#### STORED RECORDS

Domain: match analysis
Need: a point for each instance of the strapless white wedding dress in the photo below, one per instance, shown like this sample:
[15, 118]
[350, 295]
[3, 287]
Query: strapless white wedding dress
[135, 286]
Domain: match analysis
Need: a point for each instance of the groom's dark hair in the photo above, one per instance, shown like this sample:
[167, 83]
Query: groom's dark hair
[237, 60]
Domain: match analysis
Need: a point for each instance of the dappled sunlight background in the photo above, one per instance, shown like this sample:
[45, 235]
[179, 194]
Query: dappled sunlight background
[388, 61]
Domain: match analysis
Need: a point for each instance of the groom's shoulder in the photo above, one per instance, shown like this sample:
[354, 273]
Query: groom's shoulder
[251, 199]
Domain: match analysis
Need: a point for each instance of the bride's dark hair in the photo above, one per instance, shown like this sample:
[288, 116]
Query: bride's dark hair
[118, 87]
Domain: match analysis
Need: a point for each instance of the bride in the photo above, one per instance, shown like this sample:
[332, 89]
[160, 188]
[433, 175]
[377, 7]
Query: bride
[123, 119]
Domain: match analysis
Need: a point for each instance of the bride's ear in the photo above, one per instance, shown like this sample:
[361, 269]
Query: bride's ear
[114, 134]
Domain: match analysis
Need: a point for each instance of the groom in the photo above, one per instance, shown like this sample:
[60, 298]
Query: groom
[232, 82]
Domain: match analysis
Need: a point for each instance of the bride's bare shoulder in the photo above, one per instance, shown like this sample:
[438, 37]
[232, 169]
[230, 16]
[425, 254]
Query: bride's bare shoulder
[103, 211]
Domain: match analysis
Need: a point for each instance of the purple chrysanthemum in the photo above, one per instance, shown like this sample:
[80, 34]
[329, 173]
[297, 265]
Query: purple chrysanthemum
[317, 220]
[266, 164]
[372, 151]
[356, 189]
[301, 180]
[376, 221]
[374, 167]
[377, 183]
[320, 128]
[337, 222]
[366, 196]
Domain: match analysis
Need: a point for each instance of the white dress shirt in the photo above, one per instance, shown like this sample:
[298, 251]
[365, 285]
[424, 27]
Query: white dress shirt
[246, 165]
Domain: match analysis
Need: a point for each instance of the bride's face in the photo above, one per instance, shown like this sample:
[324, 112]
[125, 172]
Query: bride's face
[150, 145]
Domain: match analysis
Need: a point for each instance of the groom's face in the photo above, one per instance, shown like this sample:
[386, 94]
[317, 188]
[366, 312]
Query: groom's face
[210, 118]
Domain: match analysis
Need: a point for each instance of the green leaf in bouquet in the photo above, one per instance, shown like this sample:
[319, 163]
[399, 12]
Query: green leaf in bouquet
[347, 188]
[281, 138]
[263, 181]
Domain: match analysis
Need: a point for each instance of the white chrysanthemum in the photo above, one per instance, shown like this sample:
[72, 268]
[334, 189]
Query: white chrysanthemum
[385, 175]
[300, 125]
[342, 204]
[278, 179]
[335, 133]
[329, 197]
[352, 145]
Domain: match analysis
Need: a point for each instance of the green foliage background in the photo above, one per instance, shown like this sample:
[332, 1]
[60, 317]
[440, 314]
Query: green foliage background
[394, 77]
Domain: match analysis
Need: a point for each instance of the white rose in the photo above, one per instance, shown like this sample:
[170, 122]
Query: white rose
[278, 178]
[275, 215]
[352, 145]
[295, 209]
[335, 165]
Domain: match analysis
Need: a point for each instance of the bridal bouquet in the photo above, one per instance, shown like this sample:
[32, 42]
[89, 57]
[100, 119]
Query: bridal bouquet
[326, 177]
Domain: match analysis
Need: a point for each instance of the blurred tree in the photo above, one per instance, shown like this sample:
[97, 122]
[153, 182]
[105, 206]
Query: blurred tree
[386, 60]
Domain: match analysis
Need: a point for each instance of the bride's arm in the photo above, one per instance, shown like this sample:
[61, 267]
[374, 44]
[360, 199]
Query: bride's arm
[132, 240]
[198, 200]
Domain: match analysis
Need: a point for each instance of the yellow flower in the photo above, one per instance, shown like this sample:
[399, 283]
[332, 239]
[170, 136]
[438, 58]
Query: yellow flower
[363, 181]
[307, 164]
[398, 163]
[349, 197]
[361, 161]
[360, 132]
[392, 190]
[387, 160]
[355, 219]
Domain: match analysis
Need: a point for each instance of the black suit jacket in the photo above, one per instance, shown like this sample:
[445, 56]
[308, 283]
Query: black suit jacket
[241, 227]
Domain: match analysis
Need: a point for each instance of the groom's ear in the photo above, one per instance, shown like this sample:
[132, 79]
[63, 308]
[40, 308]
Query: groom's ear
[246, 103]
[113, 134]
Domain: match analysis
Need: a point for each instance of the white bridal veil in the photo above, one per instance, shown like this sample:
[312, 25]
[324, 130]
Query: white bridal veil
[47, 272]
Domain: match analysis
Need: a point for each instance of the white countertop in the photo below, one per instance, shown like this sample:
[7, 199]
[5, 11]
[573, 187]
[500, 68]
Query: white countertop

########

▶ REQUIREMENT: Give the listing above again, word for word.

▶ SOLUTION BELOW:
Domain: match analysis
Need: a point for each instance of the strapless white wedding dress in the photo below, one per instance, shown like this sample:
[15, 118]
[350, 295]
[3, 287]
Query: strapless white wedding dress
[135, 286]
Domain: match analysis
Need: a point for each instance of the groom's dark hair in the photo above, one per instance, shown like this sample:
[167, 83]
Query: groom's dark hair
[237, 60]
Domain: match analysis
Need: a point for each instance of the dappled sunlight background in the photo above, one per instance, shown like this sample:
[45, 235]
[179, 194]
Query: dappled sunlight background
[388, 61]
Domain: match analysis
Need: a point for each instance of the groom's shoulder in the photo above, one per instance, shown like this sample:
[354, 273]
Query: groom's shoulder
[251, 199]
Domain: match analysis
Need: a point for each instance of the bride's dark hair in the photo above, one per instance, shown like this sample:
[288, 116]
Query: bride's dark hair
[118, 87]
Domain: match analysis
Need: a point for each instance of the bride in the photo above, one per instance, shown like this sample:
[332, 89]
[160, 188]
[433, 175]
[377, 7]
Query: bride
[123, 119]
Domain: match analysis
Need: a point for each instance of the bride's ear in the photo above, one per instance, shown like this sample:
[361, 269]
Query: bride's ear
[114, 134]
Domain: match analysis
Need: a point for each instance of the groom in the photo above, one per instance, shown like this sample:
[60, 298]
Query: groom
[232, 82]
Domain: match analysis
Need: a point for each instance of the bride's bare shoulder in the photo above, one per instance, shown like this sample:
[438, 37]
[232, 169]
[230, 16]
[425, 254]
Query: bride's bare shoulder
[103, 211]
Domain: match analysis
Need: a point for each instance of the purple chrysanthemum in the photo above, one per instance, shown like this sample:
[80, 34]
[329, 173]
[297, 265]
Query: purple chrysanthemum
[317, 220]
[266, 164]
[372, 151]
[356, 189]
[301, 180]
[376, 221]
[374, 167]
[377, 183]
[320, 128]
[337, 222]
[366, 196]
Domain: match analysis
Need: a point for each instance of the white dress shirt in the photo above, one per instance, shown like this sample:
[298, 251]
[365, 285]
[424, 27]
Query: white dress shirt
[246, 165]
Domain: match analysis
Need: a point for each instance of the bride's face in the photo above, one per instance, shown like this sample:
[324, 112]
[125, 172]
Query: bride's face
[150, 145]
Domain: match analysis
Need: a point for each instance of the groom's face in the photo above, one per instance, shown like this sample:
[386, 94]
[317, 188]
[366, 312]
Query: groom's face
[210, 118]
Domain: match analysis
Need: a point for each instance of the green leaf in bouquet in the photo above, one per instance, shown like this sample:
[319, 163]
[399, 12]
Query: green leaf in bouquet
[347, 188]
[281, 138]
[263, 181]
Domain: match analysis
Need: a point for each instance of the white chrysanthemum in the photo above, one per instance, shown like this sample:
[72, 268]
[334, 189]
Query: white chrysanthemum
[385, 175]
[300, 125]
[342, 204]
[278, 179]
[335, 133]
[329, 197]
[352, 145]
Domain: match analysis
Need: a point for each instance of the green foliage background in the photo above, one per instance, shown like this sample:
[332, 1]
[60, 317]
[440, 314]
Query: green foliage background
[394, 77]
Domain: match analysis
Need: a point for each instance of the white rose in the photo above, one per instance, shown like this sample:
[170, 122]
Query: white rose
[278, 178]
[275, 215]
[352, 145]
[295, 209]
[335, 165]
Domain: match analysis
Need: a point for each instance of the bridal bouquet in the photo above, one per instance, shown like this sample:
[32, 42]
[89, 57]
[100, 119]
Query: bridal bouquet
[326, 177]
Domain: match analysis
Need: a point for each instance of the blurred tree in the photo above, one per instance, shown like this sample:
[97, 122]
[153, 182]
[105, 206]
Query: blurred tree
[386, 60]
Domain: match analysis
Need: a point for each instance of the bride's arm in the photo above, one per instance, shown like this sample:
[61, 267]
[374, 44]
[360, 199]
Query: bride's arm
[132, 240]
[198, 200]
Domain: match analysis
Need: a point for each instance of the yellow flower in the photo above, one per instance, shown like this sample:
[399, 283]
[332, 239]
[170, 136]
[438, 58]
Query: yellow flower
[363, 181]
[307, 164]
[398, 163]
[349, 197]
[361, 161]
[360, 132]
[392, 190]
[387, 160]
[355, 219]
Domain: match analysis
Need: a point for each instance of the black suit jacket in the photo above, one per instance, shown like this sample:
[445, 56]
[308, 283]
Query: black suit jacket
[241, 227]
Domain: match analysis
Need: a point for each instance of the groom's ear in the photo above, one per instance, shown like this sample:
[132, 79]
[63, 308]
[40, 308]
Query: groom's ear
[246, 103]
[113, 134]
Domain: match analysis
Need: a point for each instance of the white bridal veil in the photo above, one per instance, shown like this sample:
[312, 25]
[324, 130]
Query: white bridal veil
[47, 272]
Domain: match analysis
Need: a point for each instance of the white countertop in the photo below, one per instance, shown like this sample:
[7, 199]
[5, 11]
[573, 187]
[500, 68]
Query: white countertop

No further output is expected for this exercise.